Set of tasks
**a.** Answer these questions about the Joan Lader article:
(i) What award did Lader receive for her contributions to the Broadway theatre community?
(ii) Which school granted her M.A. in Speech Pathology and Audiology?
(iii) Which voice scientist did she study under in New York City?
**b.** Retype the stretch of the Joan Lader article from "Joan Lader is" through "Broadway theatre community.".

Selected extract
++++++
= Joan Lader =

American vocal coach and voice therapist

Joan Lader is an American vocal coach and voice therapist. She is known for her work with elite performers and recording artists as well as for the rehabilitation of injured voices. Her teaching methods combine elements of voice science, acoustics, and bodywork. She is a recipient of the Tony Honors for Excellence in Theatre in recognition of her contributions to the Broadway theatre community.

== Education ==

Lader received a B.S. in Theatre and Music from the Pennsylvania State University and an M.A. in Speech Pathology and Audiology from Hunter College. She is a graduate of the High School of Music & Art, now known as the Fiorello H. LaGuardia High School. Lader studied under the voice scientist Jo Estill in New York City and is a certified Master Teacher of the Estill Voice Training system. Her practice is also informed by studies in Alexander Technique, Fitzmaurice Voicework, and the work of Arthur Lessac.
++++++
Extracted entries

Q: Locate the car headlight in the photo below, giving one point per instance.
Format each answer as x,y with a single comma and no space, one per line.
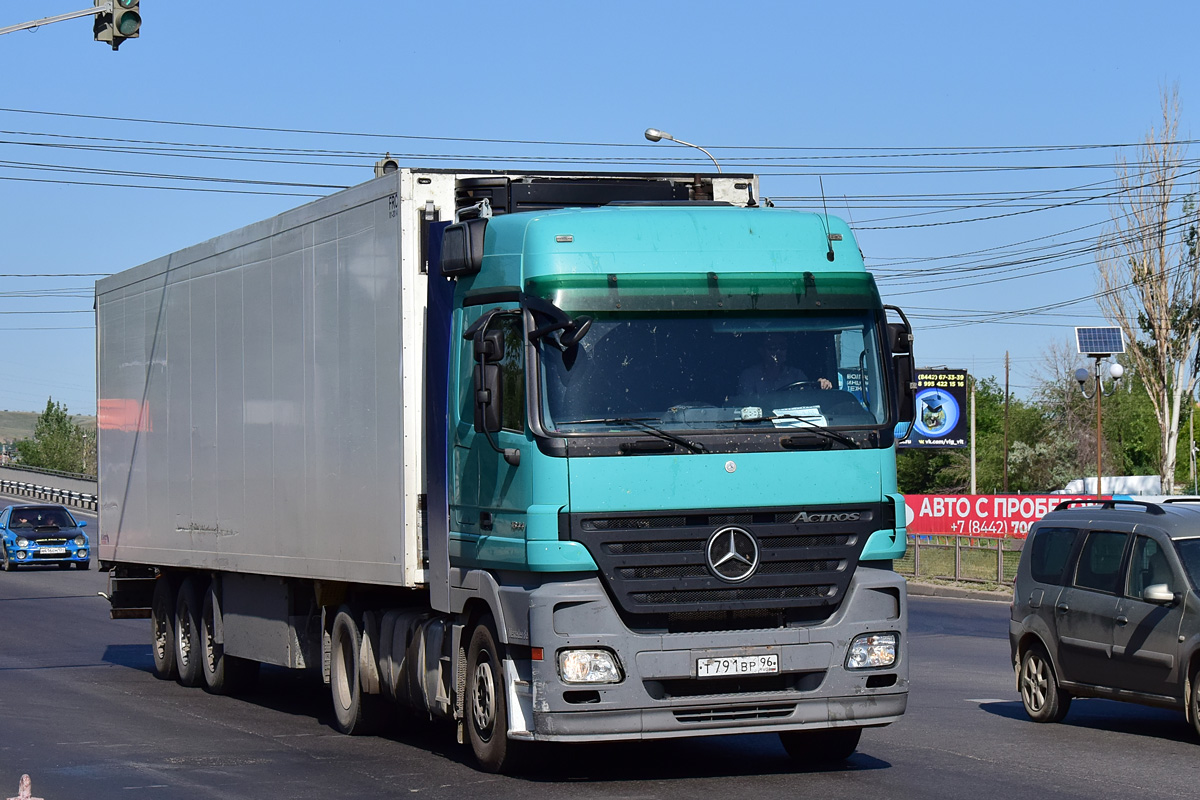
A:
++++++
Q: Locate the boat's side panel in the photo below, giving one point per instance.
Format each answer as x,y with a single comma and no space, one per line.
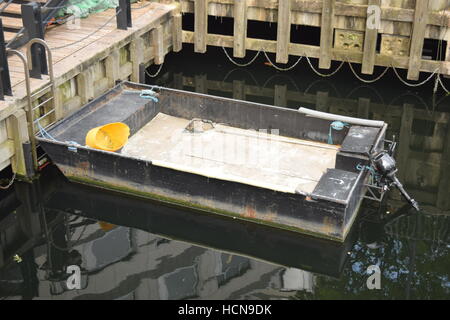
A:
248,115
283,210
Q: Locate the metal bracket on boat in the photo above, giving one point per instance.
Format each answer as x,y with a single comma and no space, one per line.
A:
++++++
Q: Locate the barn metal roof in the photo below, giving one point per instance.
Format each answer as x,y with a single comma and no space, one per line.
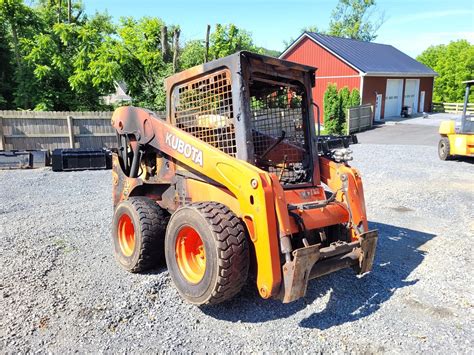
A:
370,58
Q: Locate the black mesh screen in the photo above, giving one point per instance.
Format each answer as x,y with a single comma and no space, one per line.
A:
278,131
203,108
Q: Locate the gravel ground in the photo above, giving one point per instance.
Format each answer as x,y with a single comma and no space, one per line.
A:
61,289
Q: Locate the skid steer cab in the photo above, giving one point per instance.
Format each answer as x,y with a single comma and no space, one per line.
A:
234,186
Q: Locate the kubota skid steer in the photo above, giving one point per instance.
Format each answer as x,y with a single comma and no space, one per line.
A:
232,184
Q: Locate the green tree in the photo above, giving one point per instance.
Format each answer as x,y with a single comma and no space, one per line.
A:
++++++
Responses to the tasks
**a.**
(i) The Tony Honors for Excellence in Theatre
(ii) Hunter College
(iii) Jo Estill

**b.**
Joan Lader is an American vocal coach and voice therapist. She is known for her work with elite performers and recording artists as well as for the rehabilitation of injured voices. Her teaching methods combine elements of voice science, acoustics, and bodywork. She is a recipient of the Tony Honors for Excellence in Theatre in recognition of her contributions to the Broadway theatre community.